-- START Information provided --

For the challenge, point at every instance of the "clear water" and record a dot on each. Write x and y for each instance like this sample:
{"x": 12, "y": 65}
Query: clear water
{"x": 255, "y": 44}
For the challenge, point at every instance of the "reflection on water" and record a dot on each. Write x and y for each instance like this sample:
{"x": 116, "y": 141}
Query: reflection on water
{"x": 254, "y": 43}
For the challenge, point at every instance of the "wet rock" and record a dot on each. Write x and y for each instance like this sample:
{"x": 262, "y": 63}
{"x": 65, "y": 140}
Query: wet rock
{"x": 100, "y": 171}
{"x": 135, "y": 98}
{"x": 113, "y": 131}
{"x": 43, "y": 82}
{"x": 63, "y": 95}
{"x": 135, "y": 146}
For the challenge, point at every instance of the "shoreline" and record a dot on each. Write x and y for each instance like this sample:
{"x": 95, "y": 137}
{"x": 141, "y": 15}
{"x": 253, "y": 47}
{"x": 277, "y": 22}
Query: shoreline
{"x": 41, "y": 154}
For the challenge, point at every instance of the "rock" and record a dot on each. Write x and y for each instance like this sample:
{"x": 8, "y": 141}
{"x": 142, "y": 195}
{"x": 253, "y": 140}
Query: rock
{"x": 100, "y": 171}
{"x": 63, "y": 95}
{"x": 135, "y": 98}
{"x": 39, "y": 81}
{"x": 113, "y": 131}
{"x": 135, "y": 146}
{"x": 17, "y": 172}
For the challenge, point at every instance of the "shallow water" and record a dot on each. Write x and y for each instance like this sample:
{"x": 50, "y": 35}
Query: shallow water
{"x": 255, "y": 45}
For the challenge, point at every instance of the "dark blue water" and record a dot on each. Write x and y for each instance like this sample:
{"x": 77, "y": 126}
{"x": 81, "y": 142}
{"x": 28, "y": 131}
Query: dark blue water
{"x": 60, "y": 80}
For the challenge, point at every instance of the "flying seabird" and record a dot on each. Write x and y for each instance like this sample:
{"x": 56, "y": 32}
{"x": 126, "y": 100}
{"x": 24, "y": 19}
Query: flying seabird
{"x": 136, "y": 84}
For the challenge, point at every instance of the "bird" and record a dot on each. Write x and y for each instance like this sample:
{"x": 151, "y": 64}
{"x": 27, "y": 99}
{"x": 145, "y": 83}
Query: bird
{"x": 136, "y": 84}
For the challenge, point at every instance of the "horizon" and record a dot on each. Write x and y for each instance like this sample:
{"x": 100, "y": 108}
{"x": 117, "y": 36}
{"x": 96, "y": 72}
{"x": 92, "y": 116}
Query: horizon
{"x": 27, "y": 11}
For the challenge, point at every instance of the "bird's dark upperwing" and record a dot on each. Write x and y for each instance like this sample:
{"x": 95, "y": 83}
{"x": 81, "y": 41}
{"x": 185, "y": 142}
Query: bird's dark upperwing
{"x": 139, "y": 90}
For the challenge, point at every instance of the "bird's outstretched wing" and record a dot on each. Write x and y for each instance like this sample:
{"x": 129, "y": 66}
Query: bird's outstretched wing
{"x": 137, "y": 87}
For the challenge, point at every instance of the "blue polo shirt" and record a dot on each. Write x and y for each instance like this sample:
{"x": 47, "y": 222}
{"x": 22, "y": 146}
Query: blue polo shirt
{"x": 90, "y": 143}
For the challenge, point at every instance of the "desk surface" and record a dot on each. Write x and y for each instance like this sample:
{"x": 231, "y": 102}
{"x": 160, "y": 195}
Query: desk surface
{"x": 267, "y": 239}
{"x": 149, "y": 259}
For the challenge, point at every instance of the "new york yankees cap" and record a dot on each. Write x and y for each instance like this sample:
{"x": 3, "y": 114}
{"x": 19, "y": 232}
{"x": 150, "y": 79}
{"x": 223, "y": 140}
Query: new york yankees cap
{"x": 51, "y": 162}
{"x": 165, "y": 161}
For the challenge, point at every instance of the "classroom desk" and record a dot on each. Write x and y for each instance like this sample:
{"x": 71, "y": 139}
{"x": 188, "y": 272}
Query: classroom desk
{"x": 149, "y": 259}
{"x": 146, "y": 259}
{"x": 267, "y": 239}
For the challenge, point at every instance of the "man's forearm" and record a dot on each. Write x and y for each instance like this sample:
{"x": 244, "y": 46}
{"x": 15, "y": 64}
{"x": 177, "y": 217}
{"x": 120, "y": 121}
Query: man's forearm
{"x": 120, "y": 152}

-- END Information provided --

## Prompt:
Reproduce the material above without altering a single character.

## Finished exercise:
For the challenge, point at every instance of the "clear water" and record a dot on each. Write x and y for each instance like this sample:
{"x": 12, "y": 65}
Query: clear water
{"x": 255, "y": 44}
For the challenge, point at every instance of the "reflection on water" and record a dot on each. Write x and y for each instance like this sample:
{"x": 116, "y": 141}
Query: reflection on water
{"x": 254, "y": 43}
For the challenge, point at every instance of the "wet rock" and record a dot on each. Write x and y for each instance like this sample:
{"x": 262, "y": 63}
{"x": 65, "y": 140}
Query: wet rock
{"x": 100, "y": 171}
{"x": 135, "y": 98}
{"x": 113, "y": 131}
{"x": 43, "y": 82}
{"x": 63, "y": 95}
{"x": 135, "y": 146}
For the challenge, point at every instance of the "shoreline" and record a dot on each. Write x and y for each instance like this sample:
{"x": 95, "y": 137}
{"x": 141, "y": 15}
{"x": 253, "y": 47}
{"x": 277, "y": 22}
Query: shoreline
{"x": 41, "y": 154}
For the challenge, point at every instance of the "rock" and record a dot on each. Write x and y for each instance like this sample:
{"x": 8, "y": 141}
{"x": 142, "y": 195}
{"x": 253, "y": 140}
Query: rock
{"x": 100, "y": 171}
{"x": 63, "y": 95}
{"x": 135, "y": 98}
{"x": 39, "y": 81}
{"x": 113, "y": 131}
{"x": 135, "y": 146}
{"x": 17, "y": 172}
For the challenge, point at every instance of the "shallow water" and record a dot on each. Write x and y for each instance like this sample:
{"x": 50, "y": 35}
Query: shallow water
{"x": 255, "y": 45}
For the challenge, point at every instance of the "dark blue water" and record a dot on each. Write x and y for each instance like this sample:
{"x": 77, "y": 126}
{"x": 81, "y": 142}
{"x": 28, "y": 131}
Query: dark blue water
{"x": 60, "y": 80}
For the challenge, point at every instance of the "flying seabird" and record a dot on each. Write x and y for each instance like this sample:
{"x": 56, "y": 32}
{"x": 126, "y": 100}
{"x": 24, "y": 19}
Query: flying seabird
{"x": 136, "y": 84}
For the challenge, point at every instance of the "bird" and record a dot on each. Write x and y for each instance like this sample:
{"x": 151, "y": 64}
{"x": 27, "y": 99}
{"x": 145, "y": 83}
Query: bird
{"x": 136, "y": 84}
For the challenge, point at every instance of the "horizon" and record a dot on each. Write x and y for each instance like this sample:
{"x": 100, "y": 108}
{"x": 117, "y": 36}
{"x": 96, "y": 72}
{"x": 92, "y": 116}
Query: horizon
{"x": 27, "y": 11}
For the challenge, point at every instance of the "bird's dark upperwing" and record a dot on each. Write x and y for each instance like this sample:
{"x": 95, "y": 83}
{"x": 81, "y": 41}
{"x": 185, "y": 142}
Query: bird's dark upperwing
{"x": 139, "y": 90}
For the challenge, point at every instance of the "bird's outstretched wing" and record a dot on each. Write x and y for each instance like this sample:
{"x": 129, "y": 66}
Query: bird's outstretched wing
{"x": 137, "y": 87}
For the challenge, point at every instance of the "blue polo shirt" and record a dot on each. Write x and y for each instance like this sample:
{"x": 47, "y": 222}
{"x": 22, "y": 146}
Query: blue polo shirt
{"x": 90, "y": 143}
For the challenge, point at every instance of the "desk surface" and record a dot on each. Write x and y for each instance like this sample:
{"x": 231, "y": 102}
{"x": 160, "y": 195}
Query: desk surface
{"x": 267, "y": 239}
{"x": 149, "y": 259}
For the challenge, point at every instance of the "new york yankees cap" and record a dot on each. Write x and y for each instance like this sample:
{"x": 3, "y": 114}
{"x": 19, "y": 232}
{"x": 150, "y": 79}
{"x": 223, "y": 140}
Query: new york yankees cap
{"x": 51, "y": 162}
{"x": 165, "y": 161}
For the challenge, point at every instance of the "classroom desk" and record a dot on each. Write x and y for each instance like this sample:
{"x": 71, "y": 139}
{"x": 188, "y": 272}
Query: classroom desk
{"x": 149, "y": 259}
{"x": 146, "y": 259}
{"x": 267, "y": 239}
For the challenge, point at every instance of the "man's forearm" and record a dot on each. Write x and y for each instance like this sample:
{"x": 244, "y": 46}
{"x": 15, "y": 64}
{"x": 177, "y": 217}
{"x": 120, "y": 121}
Query: man's forearm
{"x": 120, "y": 152}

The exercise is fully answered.